**GOAL:** Output verbatim the portion of the Think Finance lending text that begins at "How Think Finance" and stops after "tribal sovereign immunity.".

**SELECTED EXCERPT:**
########################################

How Think Finance Worked with Online Tribal Lenders
The CFPB’s amended complaint described Think Finance and its subsidiaries as operating a common enterprise that partnered with tribal-affiliated lending businesses to offer loans nationwide over the internet. This model—often referred to as a tribal lending partnership—has been the subject of multiple court cases in which borrowers alleged that lenders tried to avoid state usury and licensing rules by claiming tribal sovereign immunity.
In a related appellate decision not brought by the CFPB, consumers challenged similar high-rate online loans connected to tribal lenders and argued that the loan contracts and arbitration clauses could not be used to block their state and federal legal claims. The federal appeals court allowed borrowers to move forward with their case, and the U.S. Supreme Court declined to review that ruling. Although that litigation was separate from the CFPB’s enforcement action, it illustrates the wider legal controversy surrounding online loans structured through tribal entities.
Key Allegations: Deception, Unfair Practices, and Abusive Conduct
In its lawsuit, the CFPB alleged that Think Finance and its subsidiaries engaged in multiple types of unlawful conduct under federal consumer protection law.

########################################

Image point annotation entries:
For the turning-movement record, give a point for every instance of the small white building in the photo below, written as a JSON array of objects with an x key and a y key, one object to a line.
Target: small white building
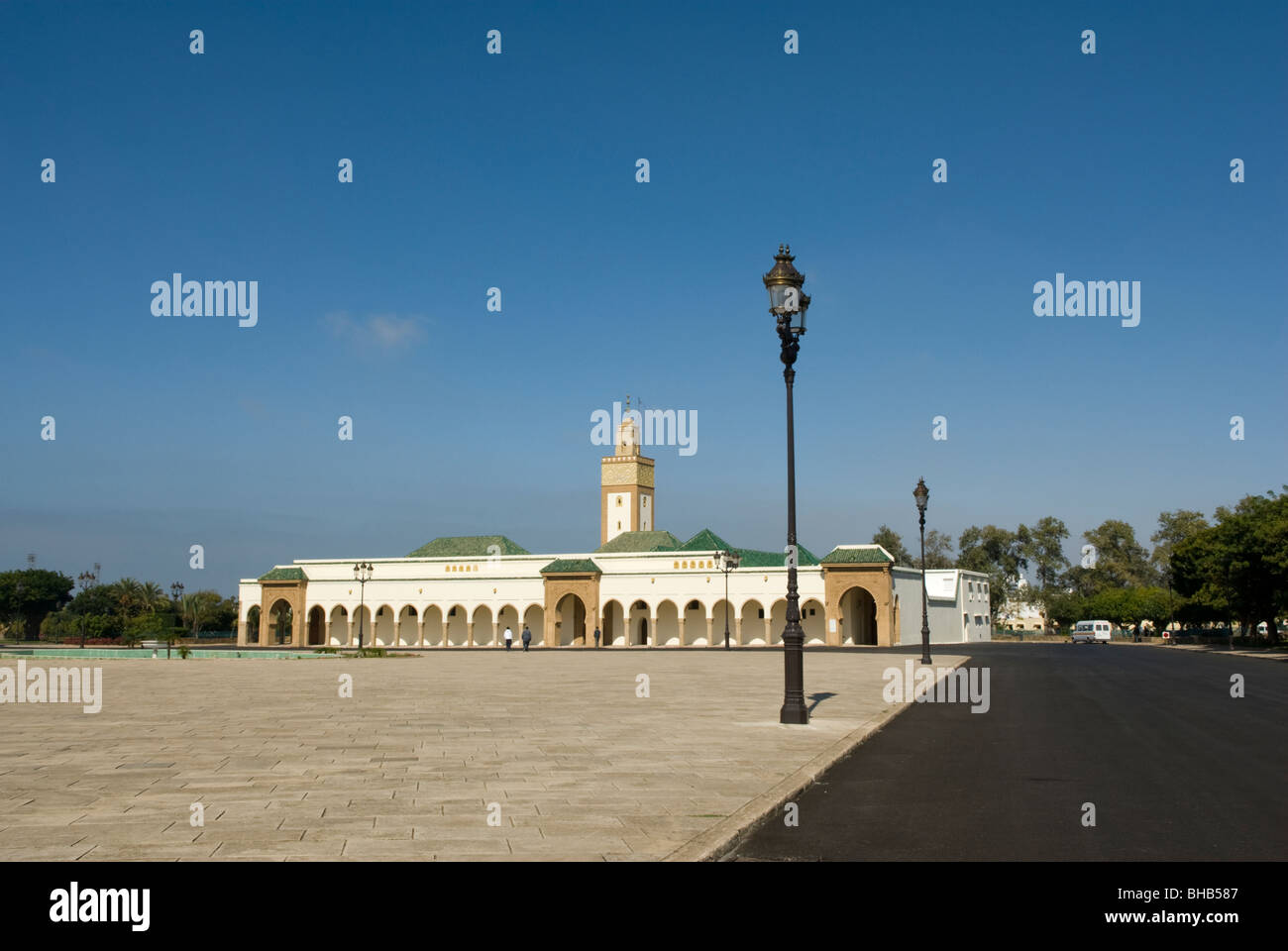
[
  {"x": 1019, "y": 612},
  {"x": 642, "y": 586}
]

########################################

**SOLUTION:**
How Think Finance Worked with Online Tribal Lenders
The CFPB’s amended complaint described Think Finance and its subsidiaries as operating a common enterprise that partnered with tribal-affiliated lending businesses to offer loans nationwide over the internet. This model—often referred to as a tribal lending partnership—has been the subject of multiple court cases in which borrowers alleged that lenders tried to avoid state usury and licensing rules by claiming tribal sovereign immunity.